* _Document_:

D. Work in progress

D’autres procédés se trouveront renforcés à partir de 1936, date à laquelle on peut voir, avec « Escargots », le début d’une deuxième « poussée communicationnelle », dans des textes diserts et ouverts. Les clins d’œil en direction du lecteur, la connivence amusée, vont se faire plus présents, dans une sorte de hardiesse nouvelle : si « Le Galet » par exemple restait, avec le jeu de mots sur « s’empêtra », dans l’ordre du mot d’esprit fort respectable, dans « Escargots » l’évocation du sillage argenté qui souligne l’existence de ces petits animaux mais aussi les désigne aux prédateurs amène à une conclusion nettement plus décontractée (« voilà le hic, la question, être ou ne pas être (des vaniteux), le danger ») qui suppose une connivence étroite entre auteur et lecteur (PPC, I, 26). Dans « Escargots », Ponge assume une position inédite : tout au long du texte il maintient un ton amusé, très éloigné du sarcasme qu’il a par ailleurs pratiqué, car la sympathie envers les escargots est constamment affirmée. Et cependant le panégyrique auquel elle conduit ne se cache pas d’être hyperbolique dans le but de faire sourire, depuis le « merveilleux port de tête » des escargots, ou « le glissement parfait dont ils honorent la terre » à la façon d’ « un long navire, au sillage argenté », jusqu’à la qualification de « héros » et même de « saints » dont ils sont pour finir gratifiés (ibid., 26-27). L’humour du texte repose sur la connivence supposée d’un lecteur sensible aux registres de ton et donc capable de s’amuser du contraste entre le ton « élevé » du texte et le caractère humble de son objet. Avec « Escargots » la dimension ludique s’affirme avec une force nouvelle, en se départant de cette crispation toujours plus ou moins sensible jusque-là dans l’écriture de Ponge. C’est un texte joyeux, qui manifeste une certaine levée des censures. Ainsi Ponge n’hésite-t-il pas à assumer sa part d’identification à son objet, en passant brusquement du ils au je : « Ils bavent d’orgueil de cette faculté, de cette commodité. Comment se peut-il que je sois un être si sensible et si vulnérable ? » (ibid., 25)

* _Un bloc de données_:
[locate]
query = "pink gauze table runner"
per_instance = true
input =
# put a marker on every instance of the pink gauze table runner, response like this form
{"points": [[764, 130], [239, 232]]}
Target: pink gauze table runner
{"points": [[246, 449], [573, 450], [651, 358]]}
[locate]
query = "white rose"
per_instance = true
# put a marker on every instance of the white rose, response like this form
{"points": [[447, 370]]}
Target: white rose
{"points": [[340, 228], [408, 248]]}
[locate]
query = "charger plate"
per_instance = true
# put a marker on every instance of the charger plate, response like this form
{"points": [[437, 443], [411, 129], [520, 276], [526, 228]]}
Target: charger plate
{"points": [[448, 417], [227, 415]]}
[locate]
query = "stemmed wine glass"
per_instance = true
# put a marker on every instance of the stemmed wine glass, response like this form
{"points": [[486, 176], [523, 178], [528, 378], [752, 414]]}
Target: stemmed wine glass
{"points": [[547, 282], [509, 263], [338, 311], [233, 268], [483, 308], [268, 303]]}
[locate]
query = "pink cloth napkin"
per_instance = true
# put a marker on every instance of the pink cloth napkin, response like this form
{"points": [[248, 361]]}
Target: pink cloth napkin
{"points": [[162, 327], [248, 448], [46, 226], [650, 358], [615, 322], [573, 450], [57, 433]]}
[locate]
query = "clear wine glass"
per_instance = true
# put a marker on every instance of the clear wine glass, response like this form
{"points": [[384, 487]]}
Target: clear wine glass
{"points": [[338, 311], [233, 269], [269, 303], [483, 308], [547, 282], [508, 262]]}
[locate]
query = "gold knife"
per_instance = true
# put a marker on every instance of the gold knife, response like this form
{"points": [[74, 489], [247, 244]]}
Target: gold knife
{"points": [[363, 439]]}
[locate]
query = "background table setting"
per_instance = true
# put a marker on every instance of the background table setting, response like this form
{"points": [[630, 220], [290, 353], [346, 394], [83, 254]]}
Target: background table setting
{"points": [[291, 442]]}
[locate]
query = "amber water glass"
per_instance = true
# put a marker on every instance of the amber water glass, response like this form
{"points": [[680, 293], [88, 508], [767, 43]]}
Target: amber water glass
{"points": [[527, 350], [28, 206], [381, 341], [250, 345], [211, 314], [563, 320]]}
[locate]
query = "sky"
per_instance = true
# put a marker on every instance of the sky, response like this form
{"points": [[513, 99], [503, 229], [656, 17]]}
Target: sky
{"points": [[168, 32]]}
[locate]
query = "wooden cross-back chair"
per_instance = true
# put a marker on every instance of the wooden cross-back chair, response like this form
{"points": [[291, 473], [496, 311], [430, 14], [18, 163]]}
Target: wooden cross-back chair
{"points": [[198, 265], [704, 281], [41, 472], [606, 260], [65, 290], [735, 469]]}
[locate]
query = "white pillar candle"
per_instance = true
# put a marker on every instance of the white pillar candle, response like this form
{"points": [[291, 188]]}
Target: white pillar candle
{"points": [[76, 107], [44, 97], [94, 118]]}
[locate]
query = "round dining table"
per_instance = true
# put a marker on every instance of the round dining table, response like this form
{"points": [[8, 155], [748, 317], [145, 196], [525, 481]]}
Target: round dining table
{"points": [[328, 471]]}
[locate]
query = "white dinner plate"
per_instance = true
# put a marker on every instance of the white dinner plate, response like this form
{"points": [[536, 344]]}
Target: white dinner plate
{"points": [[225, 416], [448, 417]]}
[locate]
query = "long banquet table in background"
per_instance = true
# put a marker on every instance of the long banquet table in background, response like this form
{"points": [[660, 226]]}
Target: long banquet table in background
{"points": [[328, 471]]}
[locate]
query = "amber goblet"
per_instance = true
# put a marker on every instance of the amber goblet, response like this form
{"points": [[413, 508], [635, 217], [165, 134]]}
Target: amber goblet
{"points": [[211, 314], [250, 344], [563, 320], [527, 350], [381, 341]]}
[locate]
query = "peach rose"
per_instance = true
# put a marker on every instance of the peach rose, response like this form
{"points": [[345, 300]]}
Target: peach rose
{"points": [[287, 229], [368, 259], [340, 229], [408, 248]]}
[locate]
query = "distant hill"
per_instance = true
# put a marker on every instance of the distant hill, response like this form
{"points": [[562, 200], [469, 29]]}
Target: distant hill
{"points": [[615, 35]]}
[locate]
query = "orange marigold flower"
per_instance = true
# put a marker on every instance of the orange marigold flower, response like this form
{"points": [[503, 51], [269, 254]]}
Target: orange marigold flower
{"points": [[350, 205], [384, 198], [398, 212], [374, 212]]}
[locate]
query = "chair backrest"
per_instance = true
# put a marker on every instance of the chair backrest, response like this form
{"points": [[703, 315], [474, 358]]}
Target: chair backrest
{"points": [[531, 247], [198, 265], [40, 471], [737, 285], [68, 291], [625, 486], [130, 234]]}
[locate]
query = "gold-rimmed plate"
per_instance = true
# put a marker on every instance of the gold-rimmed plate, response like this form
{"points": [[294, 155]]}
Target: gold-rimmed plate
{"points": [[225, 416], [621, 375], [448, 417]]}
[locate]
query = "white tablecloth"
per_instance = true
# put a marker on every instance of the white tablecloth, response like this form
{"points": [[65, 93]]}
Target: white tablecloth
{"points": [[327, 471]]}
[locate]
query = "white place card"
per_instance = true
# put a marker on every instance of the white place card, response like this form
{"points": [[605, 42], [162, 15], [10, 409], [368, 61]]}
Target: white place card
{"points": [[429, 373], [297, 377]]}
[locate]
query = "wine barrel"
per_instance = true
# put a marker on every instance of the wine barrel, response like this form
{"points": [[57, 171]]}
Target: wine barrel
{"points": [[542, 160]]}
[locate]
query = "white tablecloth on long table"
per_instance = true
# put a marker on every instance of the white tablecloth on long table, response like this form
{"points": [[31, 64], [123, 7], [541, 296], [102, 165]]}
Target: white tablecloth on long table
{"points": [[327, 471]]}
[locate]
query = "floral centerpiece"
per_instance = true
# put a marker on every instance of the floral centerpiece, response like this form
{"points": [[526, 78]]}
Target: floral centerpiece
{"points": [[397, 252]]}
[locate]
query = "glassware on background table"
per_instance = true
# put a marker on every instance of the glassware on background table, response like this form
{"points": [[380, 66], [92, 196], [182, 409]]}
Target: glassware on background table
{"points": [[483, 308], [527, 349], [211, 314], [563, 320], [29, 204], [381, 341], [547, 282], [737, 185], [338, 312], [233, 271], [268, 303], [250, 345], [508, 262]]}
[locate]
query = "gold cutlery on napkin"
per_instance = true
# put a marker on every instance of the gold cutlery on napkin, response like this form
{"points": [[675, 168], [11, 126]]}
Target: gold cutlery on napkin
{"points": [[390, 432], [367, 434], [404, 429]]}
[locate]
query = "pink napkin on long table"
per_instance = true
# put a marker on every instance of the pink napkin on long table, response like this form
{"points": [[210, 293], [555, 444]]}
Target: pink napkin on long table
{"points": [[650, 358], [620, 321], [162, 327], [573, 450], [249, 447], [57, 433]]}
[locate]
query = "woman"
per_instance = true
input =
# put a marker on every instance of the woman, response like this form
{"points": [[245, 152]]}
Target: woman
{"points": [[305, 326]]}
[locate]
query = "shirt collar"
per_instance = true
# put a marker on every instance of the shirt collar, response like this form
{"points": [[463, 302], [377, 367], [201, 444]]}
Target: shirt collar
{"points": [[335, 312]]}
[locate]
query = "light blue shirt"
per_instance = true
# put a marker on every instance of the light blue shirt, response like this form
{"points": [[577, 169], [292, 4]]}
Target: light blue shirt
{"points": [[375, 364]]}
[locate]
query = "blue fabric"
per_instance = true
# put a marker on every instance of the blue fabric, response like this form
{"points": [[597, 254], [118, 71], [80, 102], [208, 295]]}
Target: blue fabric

* _Consignes_:
A - Dites si chacune des affirmations suivantes concorde avec le document, en répondant par oui ou non et en citant les mots décisifs du document : (i) « Escargots » marque le début d'une deuxième « poussée communicationnelle » ; (ii) dans « Escargots », Ponge adopte un ton sarcastique ; (iii) Ponge passe du « ils » au « je » dans ce texte.
B - Relevez chaque ligne des données qui contient la chaîne « chair », en tenant compte de la casse.
Le document et les données ne proviennent pas de la même source.

* _Réponses complètes_:
A -
(i) Oui : « date à laquelle on peut voir, avec « Escargots », le début d’une deuxième « poussée communicationnelle » ».
(ii) Non : « il maintient un ton amusé, très éloigné du sarcasme qu’il a par ailleurs pratiqué ».
(iii) Oui : « en passant brusquement du ils au je ».

B -
query = "wooden cross-back chair"
# put a marker on every instance of the wooden cross-back chair, response like this form
Target: wooden cross-back chair
query = "chair backrest"
# put a marker on every instance of the chair backrest, response like this form
Target: chair backrest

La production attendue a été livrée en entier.